(Records from a dataset)
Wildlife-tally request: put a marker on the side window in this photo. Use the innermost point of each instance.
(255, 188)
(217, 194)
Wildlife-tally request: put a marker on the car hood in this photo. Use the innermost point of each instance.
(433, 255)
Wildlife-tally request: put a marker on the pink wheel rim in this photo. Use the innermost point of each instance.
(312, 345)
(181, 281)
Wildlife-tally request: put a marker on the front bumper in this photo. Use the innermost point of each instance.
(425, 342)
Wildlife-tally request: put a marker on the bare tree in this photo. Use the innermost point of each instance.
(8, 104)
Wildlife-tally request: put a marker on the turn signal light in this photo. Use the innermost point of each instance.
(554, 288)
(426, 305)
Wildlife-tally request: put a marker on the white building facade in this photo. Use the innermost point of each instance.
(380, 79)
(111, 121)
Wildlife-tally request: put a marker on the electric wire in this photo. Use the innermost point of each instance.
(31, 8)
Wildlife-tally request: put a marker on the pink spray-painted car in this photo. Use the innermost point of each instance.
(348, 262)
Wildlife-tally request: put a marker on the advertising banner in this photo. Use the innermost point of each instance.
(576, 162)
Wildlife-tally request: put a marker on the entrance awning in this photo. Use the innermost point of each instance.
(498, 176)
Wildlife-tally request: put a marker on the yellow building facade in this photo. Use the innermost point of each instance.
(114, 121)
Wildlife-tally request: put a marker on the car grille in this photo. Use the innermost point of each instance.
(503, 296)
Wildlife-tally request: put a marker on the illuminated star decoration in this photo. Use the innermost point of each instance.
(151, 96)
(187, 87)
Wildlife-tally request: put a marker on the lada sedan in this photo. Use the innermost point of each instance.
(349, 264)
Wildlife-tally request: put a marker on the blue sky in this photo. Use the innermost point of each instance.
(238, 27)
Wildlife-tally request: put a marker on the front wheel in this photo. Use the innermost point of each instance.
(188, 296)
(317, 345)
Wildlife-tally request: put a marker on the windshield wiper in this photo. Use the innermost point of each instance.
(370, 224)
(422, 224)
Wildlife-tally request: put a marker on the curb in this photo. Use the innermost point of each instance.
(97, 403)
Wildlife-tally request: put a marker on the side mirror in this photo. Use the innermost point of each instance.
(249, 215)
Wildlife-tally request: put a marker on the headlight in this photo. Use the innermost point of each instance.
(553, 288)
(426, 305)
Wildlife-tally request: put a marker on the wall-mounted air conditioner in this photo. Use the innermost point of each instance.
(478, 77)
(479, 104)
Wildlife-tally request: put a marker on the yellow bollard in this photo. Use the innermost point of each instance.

# WHAT IS REQUIRED:
Output all of the data above without any alteration.

# EXERCISE ANSWER:
Wildlife-tally request: put a marker on the side window in this photo. Use the innermost point of each instance.
(255, 188)
(217, 194)
Wildlife-tally request: put a marker on the car hood in this photo. Use the innermost point of each instance.
(433, 255)
Wildlife-tally request: put a marker on the pink wheel rim in this photo. Use the innermost point of each instance.
(312, 345)
(181, 281)
Wildlife-tally request: put a marker on the front bumper in this photo. Use the innermost point of each instance.
(425, 342)
Wildlife-tally request: put a marker on the bare tree in this photo. Use the innermost point of each instance.
(8, 104)
Wildlife-tally request: put a marker on the turn signal light in this photo. Use the innermost point of each instance.
(554, 288)
(426, 305)
Wildlife-tally request: put a marker on the white building facade in this photo. Use the innermost point of each instance.
(380, 79)
(111, 121)
Wildlife-tally request: put a marker on the electric wire in this photo. Use the innermost point of each instance.
(31, 8)
Wildlife-tally request: put a marker on the pink spray-painted car in this photo. Use the innermost point of each instance.
(348, 262)
Wildlife-tally request: put a marker on the advertising banner in this photo. Use the innermost point of each instance.
(576, 162)
Wildlife-tally request: put a marker on the entrance awning in this photo. Use the innermost point of each instance.
(498, 176)
Wildlife-tally request: put a marker on the yellow building facade in this photo. Use the innermost point of each instance.
(114, 121)
Wildlife-tally request: put a marker on the car grille in this photo. Use the innermost point of each instance.
(503, 296)
Wildlife-tally request: put a marker on the illuminated star decoration in this photo. Use the innermost point of each instance.
(151, 96)
(187, 87)
Wildlife-tally request: put a marker on the lada sedan in this photo. Use the innermost point of each instance.
(349, 264)
Wildlife-tally request: put a marker on the blue sky in this photo. Use the innermost point of each instance.
(238, 27)
Wildlife-tally request: put a marker on the front wheel in this photo. Use the innermost point of each instance.
(188, 296)
(317, 345)
Wildlife-tally request: put a marker on the windshield wiper in this photo. Use the innermost point of each instance.
(370, 224)
(422, 224)
Wildlife-tally request: put a marker on the curb in this photo. Use the innermost point of each instance.
(97, 403)
Wildlife-tally request: put a marker on the side mirror in this photo. Use the innermost point of each instance.
(249, 215)
Wildlife-tally request: put a marker on the headlight in this photo. Use the innermost point of each instance.
(553, 288)
(426, 305)
Wildlife-tally request: put a marker on the wall-mounted air conditioner in this photo. Use the innermost point of each instance.
(478, 77)
(479, 104)
Wildlife-tally request: put a marker on the yellow bollard in this photo. Use the innermost point of each instance.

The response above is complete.